Required action – After locating the line that contains "object | forested hill" in the records below, write out exactly that line and each line after it through the one that contains "object | dense forest", and nothing else.

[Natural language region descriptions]

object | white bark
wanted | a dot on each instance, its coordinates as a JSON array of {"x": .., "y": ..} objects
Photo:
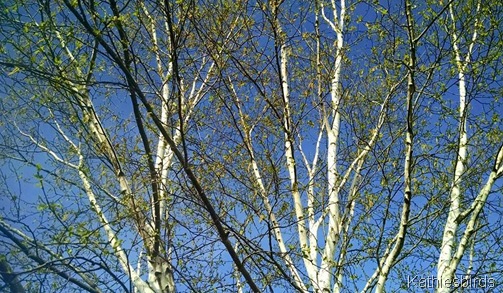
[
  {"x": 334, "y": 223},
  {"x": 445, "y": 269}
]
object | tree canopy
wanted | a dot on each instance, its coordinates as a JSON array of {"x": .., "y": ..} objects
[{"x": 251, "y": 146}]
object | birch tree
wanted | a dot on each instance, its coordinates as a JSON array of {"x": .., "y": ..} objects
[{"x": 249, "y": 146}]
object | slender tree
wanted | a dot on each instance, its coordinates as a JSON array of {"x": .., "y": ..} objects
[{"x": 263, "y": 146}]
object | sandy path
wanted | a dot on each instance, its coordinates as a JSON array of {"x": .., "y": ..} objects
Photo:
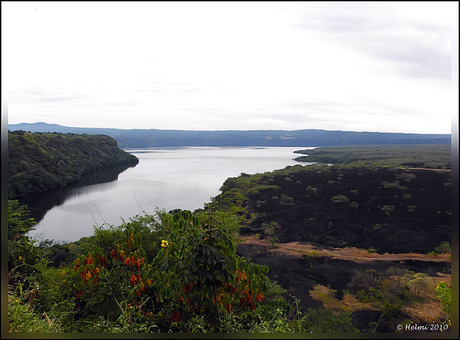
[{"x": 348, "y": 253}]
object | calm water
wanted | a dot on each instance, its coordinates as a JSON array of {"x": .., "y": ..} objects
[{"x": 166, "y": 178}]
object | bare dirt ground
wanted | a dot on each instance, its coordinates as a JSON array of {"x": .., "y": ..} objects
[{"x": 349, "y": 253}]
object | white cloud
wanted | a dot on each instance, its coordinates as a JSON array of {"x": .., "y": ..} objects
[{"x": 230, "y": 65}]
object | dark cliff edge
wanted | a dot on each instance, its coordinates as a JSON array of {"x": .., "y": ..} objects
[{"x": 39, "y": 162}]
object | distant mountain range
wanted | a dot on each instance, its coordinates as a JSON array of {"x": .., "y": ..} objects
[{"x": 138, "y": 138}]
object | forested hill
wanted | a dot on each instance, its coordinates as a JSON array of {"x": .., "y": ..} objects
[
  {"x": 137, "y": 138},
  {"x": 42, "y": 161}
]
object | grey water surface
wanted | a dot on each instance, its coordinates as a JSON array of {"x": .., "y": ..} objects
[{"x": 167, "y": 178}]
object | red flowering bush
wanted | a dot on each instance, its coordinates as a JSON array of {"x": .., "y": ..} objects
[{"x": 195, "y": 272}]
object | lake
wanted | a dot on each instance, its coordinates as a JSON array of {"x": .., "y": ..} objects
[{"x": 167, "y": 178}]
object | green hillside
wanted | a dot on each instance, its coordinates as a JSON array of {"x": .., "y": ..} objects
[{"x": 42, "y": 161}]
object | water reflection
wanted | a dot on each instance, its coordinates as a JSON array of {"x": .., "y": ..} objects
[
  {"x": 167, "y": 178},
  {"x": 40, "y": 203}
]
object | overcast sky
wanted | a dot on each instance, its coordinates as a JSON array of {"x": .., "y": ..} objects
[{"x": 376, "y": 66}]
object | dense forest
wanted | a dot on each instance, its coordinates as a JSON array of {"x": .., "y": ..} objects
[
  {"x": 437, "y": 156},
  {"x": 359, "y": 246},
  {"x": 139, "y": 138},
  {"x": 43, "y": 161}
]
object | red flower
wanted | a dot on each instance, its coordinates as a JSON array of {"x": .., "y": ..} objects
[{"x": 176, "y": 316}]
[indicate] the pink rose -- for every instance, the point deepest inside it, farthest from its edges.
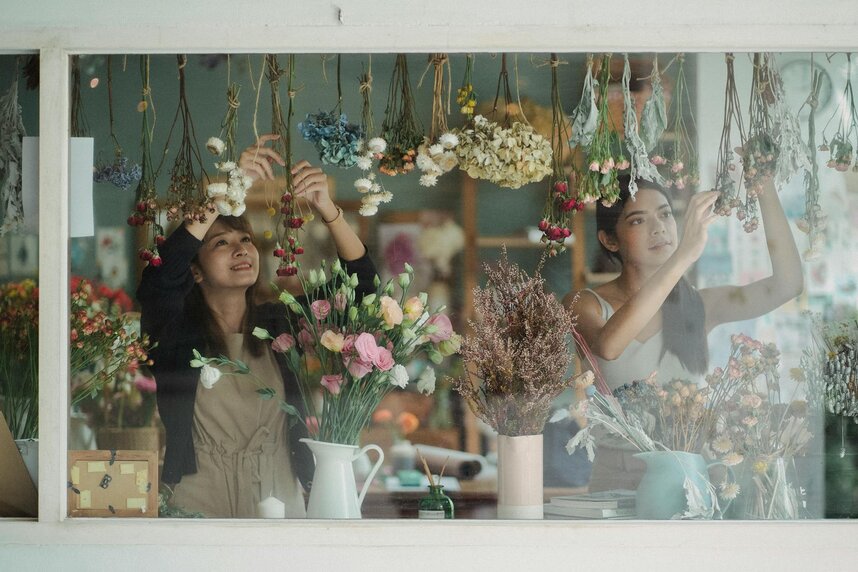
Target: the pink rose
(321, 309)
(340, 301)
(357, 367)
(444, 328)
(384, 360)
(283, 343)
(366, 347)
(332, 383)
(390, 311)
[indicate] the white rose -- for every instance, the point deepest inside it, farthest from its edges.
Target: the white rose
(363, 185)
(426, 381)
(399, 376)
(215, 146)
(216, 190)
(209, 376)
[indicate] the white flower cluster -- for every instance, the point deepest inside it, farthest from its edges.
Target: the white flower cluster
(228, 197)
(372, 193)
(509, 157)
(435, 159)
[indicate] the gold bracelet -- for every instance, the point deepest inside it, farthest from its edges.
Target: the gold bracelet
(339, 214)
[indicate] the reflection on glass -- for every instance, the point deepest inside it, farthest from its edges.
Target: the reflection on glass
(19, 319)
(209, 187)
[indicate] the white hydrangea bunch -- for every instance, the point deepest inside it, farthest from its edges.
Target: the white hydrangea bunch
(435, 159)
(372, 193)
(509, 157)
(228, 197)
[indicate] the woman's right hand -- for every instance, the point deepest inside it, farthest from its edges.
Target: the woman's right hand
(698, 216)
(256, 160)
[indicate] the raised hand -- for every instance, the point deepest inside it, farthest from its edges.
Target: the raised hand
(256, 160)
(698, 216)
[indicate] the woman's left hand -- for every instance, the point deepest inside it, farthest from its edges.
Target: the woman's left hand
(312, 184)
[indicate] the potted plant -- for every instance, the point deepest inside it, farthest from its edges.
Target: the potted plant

Solution to the exercise –
object | forested hill
wanted | a dot on each instance, its coordinates as a JSON array of {"x": .., "y": ..} objects
[
  {"x": 137, "y": 138},
  {"x": 42, "y": 161}
]
object | grey water surface
wanted | a dot on each instance, its coordinates as a JSON array of {"x": .., "y": ..} objects
[{"x": 167, "y": 178}]
object | red flowering bush
wanted | a dot on each instance, its coordinates as a JSON array of {"x": .., "y": ..} objects
[{"x": 195, "y": 272}]
object | lake
wanted | a dot on each instance, its coordinates as a JSON array of {"x": .., "y": ..} objects
[{"x": 167, "y": 178}]
object | green hillside
wanted | a dot on each instance, its coordinates as a JSON array of {"x": .., "y": ..} objects
[{"x": 42, "y": 161}]
object | water reflection
wanted | a dot on each instance, its coordinates as a JSON array of {"x": .., "y": ..} objects
[
  {"x": 167, "y": 178},
  {"x": 40, "y": 203}
]
object | overcast sky
wanted | a dot on each instance, its coordinates as a JSON array of {"x": .., "y": ..} objects
[{"x": 376, "y": 66}]
object | dense forest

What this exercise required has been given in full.